*Your goal*: Using the data that follows, return exactly the lines from the one that contains "Locate every instance of the elderly" through the one that contains "Locate every instance of the tree", ends included.

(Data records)

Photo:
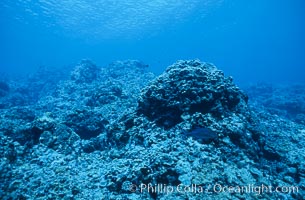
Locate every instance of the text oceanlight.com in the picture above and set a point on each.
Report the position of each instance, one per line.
(216, 188)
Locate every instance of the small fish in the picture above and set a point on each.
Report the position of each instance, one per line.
(202, 133)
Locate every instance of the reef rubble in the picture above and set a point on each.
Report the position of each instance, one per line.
(120, 132)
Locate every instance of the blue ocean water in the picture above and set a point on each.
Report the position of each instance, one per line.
(254, 40)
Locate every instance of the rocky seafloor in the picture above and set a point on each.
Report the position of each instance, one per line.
(120, 132)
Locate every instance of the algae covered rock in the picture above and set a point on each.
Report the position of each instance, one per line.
(187, 87)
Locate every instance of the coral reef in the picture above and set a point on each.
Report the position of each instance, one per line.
(119, 132)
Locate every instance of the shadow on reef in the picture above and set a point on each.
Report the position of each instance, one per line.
(104, 129)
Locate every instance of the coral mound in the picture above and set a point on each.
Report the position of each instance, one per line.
(187, 87)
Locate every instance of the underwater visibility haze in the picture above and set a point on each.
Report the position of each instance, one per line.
(152, 99)
(250, 40)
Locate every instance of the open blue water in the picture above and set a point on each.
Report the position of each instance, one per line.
(253, 40)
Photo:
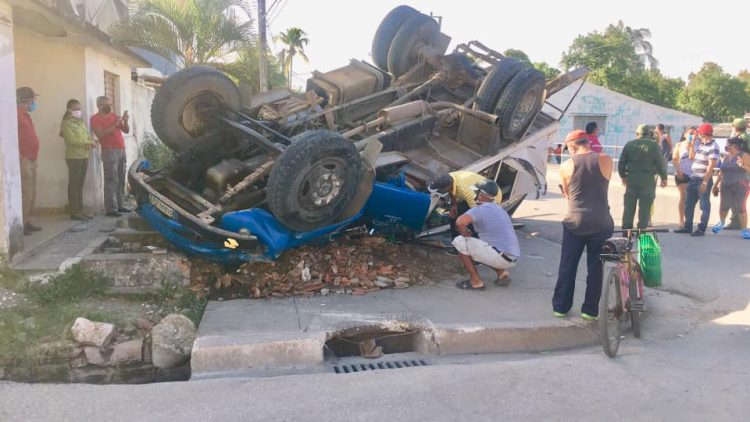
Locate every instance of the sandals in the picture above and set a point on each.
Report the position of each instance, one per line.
(502, 282)
(466, 285)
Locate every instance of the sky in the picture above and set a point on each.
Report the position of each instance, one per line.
(340, 30)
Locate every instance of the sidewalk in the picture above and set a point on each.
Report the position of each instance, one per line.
(284, 334)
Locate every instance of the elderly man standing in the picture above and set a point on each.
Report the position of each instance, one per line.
(640, 162)
(497, 245)
(28, 150)
(588, 224)
(108, 128)
(705, 154)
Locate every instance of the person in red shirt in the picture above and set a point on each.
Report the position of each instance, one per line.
(592, 132)
(108, 128)
(28, 150)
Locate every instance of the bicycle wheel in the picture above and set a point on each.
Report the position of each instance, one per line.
(610, 311)
(635, 293)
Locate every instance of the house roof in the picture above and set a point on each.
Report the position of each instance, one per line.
(59, 22)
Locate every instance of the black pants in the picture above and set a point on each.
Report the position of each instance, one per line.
(572, 249)
(76, 177)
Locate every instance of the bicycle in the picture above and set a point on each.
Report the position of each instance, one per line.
(622, 289)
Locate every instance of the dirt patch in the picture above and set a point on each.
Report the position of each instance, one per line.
(355, 266)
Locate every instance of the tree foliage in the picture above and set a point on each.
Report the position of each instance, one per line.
(294, 40)
(715, 94)
(189, 32)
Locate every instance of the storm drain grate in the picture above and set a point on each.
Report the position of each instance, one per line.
(362, 367)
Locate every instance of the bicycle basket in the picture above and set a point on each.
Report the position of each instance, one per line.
(649, 252)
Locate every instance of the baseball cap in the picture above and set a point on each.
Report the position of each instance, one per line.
(706, 129)
(739, 123)
(24, 93)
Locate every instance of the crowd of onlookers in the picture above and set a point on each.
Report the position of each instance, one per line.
(108, 129)
(641, 166)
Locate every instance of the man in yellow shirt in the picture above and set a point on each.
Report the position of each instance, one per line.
(458, 186)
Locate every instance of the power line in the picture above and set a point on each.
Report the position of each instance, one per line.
(282, 5)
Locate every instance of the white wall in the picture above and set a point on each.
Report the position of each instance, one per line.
(11, 226)
(623, 113)
(55, 71)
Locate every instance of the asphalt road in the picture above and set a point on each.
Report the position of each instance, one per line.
(692, 364)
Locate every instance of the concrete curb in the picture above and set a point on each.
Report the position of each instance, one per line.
(516, 337)
(271, 353)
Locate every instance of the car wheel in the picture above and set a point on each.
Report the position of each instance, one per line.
(519, 104)
(415, 33)
(494, 83)
(185, 108)
(313, 180)
(390, 24)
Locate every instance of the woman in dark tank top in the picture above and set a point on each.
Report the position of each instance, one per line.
(588, 201)
(586, 226)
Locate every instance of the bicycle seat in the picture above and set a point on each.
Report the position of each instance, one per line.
(617, 246)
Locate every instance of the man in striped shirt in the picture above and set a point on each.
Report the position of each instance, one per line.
(701, 181)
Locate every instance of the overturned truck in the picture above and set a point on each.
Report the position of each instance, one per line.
(254, 176)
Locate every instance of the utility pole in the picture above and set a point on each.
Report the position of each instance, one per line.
(262, 46)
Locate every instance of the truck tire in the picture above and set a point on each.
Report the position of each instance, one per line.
(417, 31)
(519, 104)
(390, 24)
(185, 107)
(313, 180)
(494, 83)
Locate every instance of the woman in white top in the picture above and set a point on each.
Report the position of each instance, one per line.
(682, 163)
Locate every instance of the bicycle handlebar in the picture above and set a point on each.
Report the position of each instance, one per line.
(641, 231)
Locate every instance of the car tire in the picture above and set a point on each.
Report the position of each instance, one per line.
(519, 104)
(415, 32)
(185, 107)
(314, 179)
(494, 83)
(390, 24)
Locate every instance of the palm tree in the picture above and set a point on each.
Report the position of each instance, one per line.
(295, 40)
(639, 38)
(189, 32)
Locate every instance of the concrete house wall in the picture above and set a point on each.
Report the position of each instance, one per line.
(11, 227)
(623, 114)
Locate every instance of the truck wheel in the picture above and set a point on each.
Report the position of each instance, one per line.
(494, 83)
(313, 180)
(390, 24)
(416, 32)
(185, 107)
(519, 104)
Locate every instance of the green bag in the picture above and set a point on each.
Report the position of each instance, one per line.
(649, 254)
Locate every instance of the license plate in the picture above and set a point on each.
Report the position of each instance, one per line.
(161, 206)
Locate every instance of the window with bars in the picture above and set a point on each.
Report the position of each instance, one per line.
(111, 90)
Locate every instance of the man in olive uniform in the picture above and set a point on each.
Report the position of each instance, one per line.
(640, 162)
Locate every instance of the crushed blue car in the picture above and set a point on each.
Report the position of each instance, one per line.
(254, 176)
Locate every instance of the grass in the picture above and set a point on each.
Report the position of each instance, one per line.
(37, 330)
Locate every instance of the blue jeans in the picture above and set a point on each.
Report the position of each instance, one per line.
(693, 197)
(572, 249)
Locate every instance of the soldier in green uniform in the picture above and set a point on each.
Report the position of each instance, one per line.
(640, 162)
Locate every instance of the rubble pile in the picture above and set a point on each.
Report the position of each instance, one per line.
(351, 266)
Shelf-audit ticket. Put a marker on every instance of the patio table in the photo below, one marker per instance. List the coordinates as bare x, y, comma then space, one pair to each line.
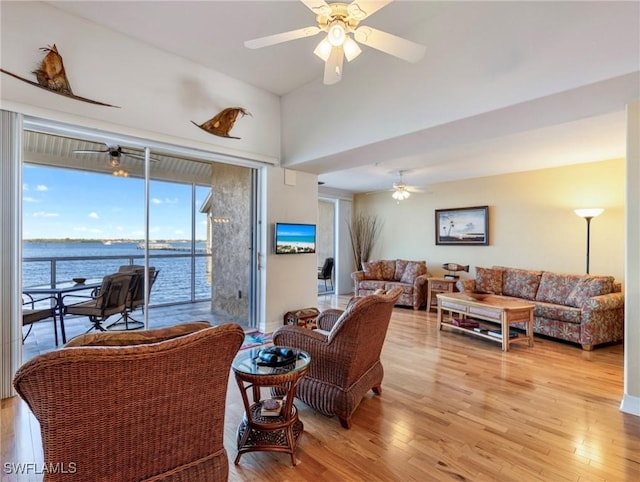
57, 292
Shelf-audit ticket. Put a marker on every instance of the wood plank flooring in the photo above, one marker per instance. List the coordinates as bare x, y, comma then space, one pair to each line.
453, 407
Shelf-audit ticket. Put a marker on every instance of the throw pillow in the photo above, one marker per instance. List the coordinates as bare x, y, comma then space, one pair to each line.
388, 269
587, 287
372, 270
488, 279
413, 270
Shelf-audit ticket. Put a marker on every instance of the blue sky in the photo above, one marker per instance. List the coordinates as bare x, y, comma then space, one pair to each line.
65, 203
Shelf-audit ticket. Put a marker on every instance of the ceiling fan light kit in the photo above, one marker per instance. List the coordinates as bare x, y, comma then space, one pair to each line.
400, 194
340, 21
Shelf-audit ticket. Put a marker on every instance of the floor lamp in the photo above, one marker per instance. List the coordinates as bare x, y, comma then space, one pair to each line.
588, 214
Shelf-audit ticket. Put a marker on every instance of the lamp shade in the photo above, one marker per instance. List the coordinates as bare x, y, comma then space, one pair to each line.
588, 212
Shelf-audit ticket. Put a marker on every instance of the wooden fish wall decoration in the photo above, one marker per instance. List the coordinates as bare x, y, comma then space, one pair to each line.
51, 76
223, 122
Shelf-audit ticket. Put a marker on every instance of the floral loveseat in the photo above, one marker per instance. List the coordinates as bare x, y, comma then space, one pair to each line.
583, 309
411, 276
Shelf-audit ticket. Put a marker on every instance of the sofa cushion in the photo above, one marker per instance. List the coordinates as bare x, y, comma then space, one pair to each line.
371, 284
587, 287
407, 289
413, 270
520, 283
552, 311
556, 287
488, 279
372, 270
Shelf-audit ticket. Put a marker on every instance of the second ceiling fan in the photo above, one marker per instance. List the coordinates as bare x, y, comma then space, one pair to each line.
340, 21
116, 153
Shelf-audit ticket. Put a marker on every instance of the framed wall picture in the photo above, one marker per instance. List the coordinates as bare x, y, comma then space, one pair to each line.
463, 226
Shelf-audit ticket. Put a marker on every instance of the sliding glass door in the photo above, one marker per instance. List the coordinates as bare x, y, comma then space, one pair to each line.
93, 203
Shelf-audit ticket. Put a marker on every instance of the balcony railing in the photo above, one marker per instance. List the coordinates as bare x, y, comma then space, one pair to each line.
182, 277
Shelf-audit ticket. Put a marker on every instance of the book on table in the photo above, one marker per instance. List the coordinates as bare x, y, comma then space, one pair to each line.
271, 407
498, 333
465, 322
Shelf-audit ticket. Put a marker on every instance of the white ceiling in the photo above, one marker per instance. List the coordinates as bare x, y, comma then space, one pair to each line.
587, 125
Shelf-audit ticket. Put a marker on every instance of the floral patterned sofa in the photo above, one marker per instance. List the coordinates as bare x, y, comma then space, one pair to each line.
584, 309
411, 276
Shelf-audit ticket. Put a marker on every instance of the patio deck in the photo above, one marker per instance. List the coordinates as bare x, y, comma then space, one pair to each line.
41, 339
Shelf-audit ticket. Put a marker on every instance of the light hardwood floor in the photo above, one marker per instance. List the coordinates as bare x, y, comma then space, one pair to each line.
453, 407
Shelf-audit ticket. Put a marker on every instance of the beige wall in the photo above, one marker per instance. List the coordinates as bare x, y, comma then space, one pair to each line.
531, 220
326, 232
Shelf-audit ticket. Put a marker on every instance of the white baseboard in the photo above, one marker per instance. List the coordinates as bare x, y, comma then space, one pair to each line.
630, 404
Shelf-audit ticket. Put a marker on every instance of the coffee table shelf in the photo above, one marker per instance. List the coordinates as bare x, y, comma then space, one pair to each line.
497, 309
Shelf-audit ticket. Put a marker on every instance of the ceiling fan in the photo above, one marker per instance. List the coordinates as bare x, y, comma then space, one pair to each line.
401, 191
115, 155
340, 21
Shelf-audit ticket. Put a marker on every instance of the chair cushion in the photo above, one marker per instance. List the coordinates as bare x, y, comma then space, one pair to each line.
489, 279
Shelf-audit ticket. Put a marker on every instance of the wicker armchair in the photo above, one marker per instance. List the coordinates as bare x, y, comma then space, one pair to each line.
131, 406
345, 354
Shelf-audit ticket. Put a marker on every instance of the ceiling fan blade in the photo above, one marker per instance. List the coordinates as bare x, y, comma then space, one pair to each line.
361, 9
333, 66
138, 156
390, 44
318, 7
89, 151
281, 37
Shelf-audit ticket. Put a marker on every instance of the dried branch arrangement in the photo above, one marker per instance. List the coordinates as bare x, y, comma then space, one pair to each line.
363, 231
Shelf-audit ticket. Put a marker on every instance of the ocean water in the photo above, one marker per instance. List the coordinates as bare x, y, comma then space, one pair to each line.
172, 285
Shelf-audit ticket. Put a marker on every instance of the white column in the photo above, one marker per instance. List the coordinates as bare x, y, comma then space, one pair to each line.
10, 248
631, 400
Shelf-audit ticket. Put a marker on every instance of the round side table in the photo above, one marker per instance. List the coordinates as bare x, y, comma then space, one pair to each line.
260, 432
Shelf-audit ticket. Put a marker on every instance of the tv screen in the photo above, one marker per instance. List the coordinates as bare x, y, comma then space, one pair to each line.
291, 238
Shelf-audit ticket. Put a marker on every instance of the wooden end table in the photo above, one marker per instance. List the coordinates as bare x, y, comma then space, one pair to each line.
493, 308
258, 432
438, 285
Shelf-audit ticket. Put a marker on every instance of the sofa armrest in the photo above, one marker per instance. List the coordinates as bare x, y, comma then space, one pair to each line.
610, 301
465, 285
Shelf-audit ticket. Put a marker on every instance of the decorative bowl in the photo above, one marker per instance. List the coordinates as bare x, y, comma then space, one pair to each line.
478, 295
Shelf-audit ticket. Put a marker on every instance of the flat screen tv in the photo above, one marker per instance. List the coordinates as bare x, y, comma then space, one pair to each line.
293, 238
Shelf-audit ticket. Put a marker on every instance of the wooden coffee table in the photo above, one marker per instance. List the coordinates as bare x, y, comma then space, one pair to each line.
493, 308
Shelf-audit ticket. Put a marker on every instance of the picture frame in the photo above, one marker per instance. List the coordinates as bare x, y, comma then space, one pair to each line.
462, 226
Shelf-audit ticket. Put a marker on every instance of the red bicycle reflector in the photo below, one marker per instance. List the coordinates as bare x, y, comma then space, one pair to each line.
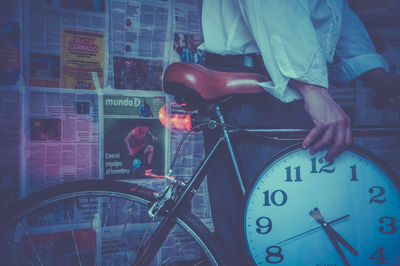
177, 121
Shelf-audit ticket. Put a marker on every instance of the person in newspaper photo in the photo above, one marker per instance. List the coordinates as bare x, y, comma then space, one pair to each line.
298, 44
139, 143
144, 109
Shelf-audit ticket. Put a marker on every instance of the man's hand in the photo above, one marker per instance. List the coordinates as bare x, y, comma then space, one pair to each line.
332, 125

*Response below*:
Locate every instance of the elderly man standing in the picture above and set a point on each.
Report the position of each instance, one per line.
(640, 162)
(497, 245)
(28, 150)
(588, 224)
(108, 128)
(705, 154)
Locate every instance of the person in red shirt in the picture above and set a point on each.
Report the position of each instance, one per line.
(592, 132)
(108, 128)
(28, 150)
Locate every instance of the bicycle wheel in the picture above and set a point on each.
Report the position of each instance, one per line.
(610, 311)
(635, 293)
Locate every instance of the house roof in the picture above and set a point on each.
Report the position of each instance, one per line.
(59, 22)
Locate every instance of the black pants in the picture above and set a point on each.
Report the position of each instance, one per line.
(572, 249)
(76, 177)
Locate every instance of the bicycle in the picture above and set a point on each.
Report the position of each instance, one per line.
(622, 289)
Locate every instance of the dirt patch in the picture above and set a point on each.
Report the position of each instance, one per line.
(355, 266)
Locate every instance of the tree foliage in the picture above and set a point on each.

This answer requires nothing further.